§ **EXERCISES TO COMPLETE**:
#1 In the tribute to Ayanda Nondlwana, how old was he when he died?
#2 Please carry on the tribute to Ayanda Nondlwana from its last sentence.
====== EXERCISE TEXT
Community Theatre

Kaboom, in your face: Remembering ‘Fire Starter’

PRINCE of Pantsula: Ayanda Nondlwana. Photograph by Niamh Walsh-Vorster.

WHEN YOU HOLD a match to something flammable, you will get an explosion. But it need not be a destructive one: Pantsula dancer Ayanda Nondlwana aka “Fire Starter” or “Ace” was that kind of flammable, in the dance sphere. All the people who touched his life enabled him to grow and explode in ways that he could not have anticipated. And the momentum was magnificent. Tragically he was stabbed to death on 13 October 2019 in the Eastern Cape. He was 37.

He had so much fire in his belly that he was worth taking a chance on, from the get-go. Without formal training, he started working with Ubom! Eastern Cape Drama Company in a development programme and is fondly remembered by the company’s founder and former artistic director Janet Buckland as being “rough and ready, quite demanding and wild, but immensely talented.”
============
====== DATA EXTRACTS
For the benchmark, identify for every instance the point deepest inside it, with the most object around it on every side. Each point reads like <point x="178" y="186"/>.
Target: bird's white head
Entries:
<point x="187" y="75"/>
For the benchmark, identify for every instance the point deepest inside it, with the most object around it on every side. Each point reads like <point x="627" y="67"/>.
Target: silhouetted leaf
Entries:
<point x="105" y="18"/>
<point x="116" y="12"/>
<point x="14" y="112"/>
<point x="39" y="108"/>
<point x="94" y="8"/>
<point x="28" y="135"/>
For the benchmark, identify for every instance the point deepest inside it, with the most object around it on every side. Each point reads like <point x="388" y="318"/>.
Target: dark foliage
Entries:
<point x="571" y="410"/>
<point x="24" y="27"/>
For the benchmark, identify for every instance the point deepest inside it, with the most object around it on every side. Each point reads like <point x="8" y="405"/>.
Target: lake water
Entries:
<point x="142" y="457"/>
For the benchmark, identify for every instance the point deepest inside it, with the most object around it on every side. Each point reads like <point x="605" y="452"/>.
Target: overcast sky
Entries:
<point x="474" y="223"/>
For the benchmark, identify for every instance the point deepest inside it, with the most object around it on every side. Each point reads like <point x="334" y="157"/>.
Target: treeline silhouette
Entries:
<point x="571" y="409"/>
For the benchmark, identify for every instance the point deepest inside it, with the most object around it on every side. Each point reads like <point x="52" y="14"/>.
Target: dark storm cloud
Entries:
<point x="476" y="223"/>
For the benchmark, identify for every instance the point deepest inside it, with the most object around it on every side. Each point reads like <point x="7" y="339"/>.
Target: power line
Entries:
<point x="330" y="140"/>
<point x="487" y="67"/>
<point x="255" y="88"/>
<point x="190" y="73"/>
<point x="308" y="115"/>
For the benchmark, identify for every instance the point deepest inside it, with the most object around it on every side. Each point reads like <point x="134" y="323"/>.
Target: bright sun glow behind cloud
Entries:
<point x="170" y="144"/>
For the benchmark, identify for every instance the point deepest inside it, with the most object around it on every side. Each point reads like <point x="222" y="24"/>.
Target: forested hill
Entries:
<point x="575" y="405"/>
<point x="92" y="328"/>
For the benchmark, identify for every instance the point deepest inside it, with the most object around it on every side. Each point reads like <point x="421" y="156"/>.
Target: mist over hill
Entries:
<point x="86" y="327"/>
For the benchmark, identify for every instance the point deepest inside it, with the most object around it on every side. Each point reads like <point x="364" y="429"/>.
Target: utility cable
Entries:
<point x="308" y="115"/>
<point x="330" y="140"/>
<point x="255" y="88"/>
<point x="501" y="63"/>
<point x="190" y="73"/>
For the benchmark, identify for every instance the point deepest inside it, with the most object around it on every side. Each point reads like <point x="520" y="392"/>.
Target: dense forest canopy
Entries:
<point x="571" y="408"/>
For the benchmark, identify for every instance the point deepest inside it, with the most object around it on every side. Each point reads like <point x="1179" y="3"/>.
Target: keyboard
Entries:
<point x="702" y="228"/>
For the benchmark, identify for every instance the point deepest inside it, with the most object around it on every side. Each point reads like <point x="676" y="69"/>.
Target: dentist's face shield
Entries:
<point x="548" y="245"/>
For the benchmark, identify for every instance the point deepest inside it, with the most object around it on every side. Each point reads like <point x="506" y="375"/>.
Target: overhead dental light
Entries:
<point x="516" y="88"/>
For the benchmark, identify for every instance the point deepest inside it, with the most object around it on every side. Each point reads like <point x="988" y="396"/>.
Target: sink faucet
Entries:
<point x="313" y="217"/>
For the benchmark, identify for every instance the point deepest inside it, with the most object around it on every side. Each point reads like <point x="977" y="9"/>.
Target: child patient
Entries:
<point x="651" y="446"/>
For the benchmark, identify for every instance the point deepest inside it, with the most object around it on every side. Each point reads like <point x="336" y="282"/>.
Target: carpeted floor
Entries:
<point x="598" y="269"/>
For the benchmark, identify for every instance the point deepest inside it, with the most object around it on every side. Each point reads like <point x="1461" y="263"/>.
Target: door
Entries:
============
§ **EXERCISE ANSWERS**:
#1 He was 37.

#2
She speaks of his vocabulary in pantsula dance – a dance genre that evolved in South African townships in the 1950s – and his urge to teach the medium to local children, as well as conduct historical research. When Nondlwana started working with Ubom!, the learning curve for him was steep, given the strict discipline rubric associated with professional theatre, but he was nurtured on these parameters, and the regular classes he taught to Honours students at Rhodes University in pantsula allowed him to stretch his skills.

As the years passed, Nondlwana became more and more involved in Ubom! projects and grew into an indispensable member of the development company. He shifted gracefully from being the company’s hothead to becoming its wise-head who would be the go-to guy for many different projects. He was the initiator of so much and the one who knew how to bring people together, holding them by their art.

Born on 29 December 1981 in Soweto, Nondlwana was schooled in Gauteng. He moved in 1999 with his beloved grandparents, to Fingo Village, in the Eastern Cape, where they went to retire. Within a few years, and after a couple of hiccups – he was young and the world of drugs, alcohol and delinquency was there for the picking – he was proactively contributing to the life blood of Ubom!, using his consuming involvement in the community to teach skills, life lessons and inspire positive outlooks, without chemical assistance or thuggish digressions.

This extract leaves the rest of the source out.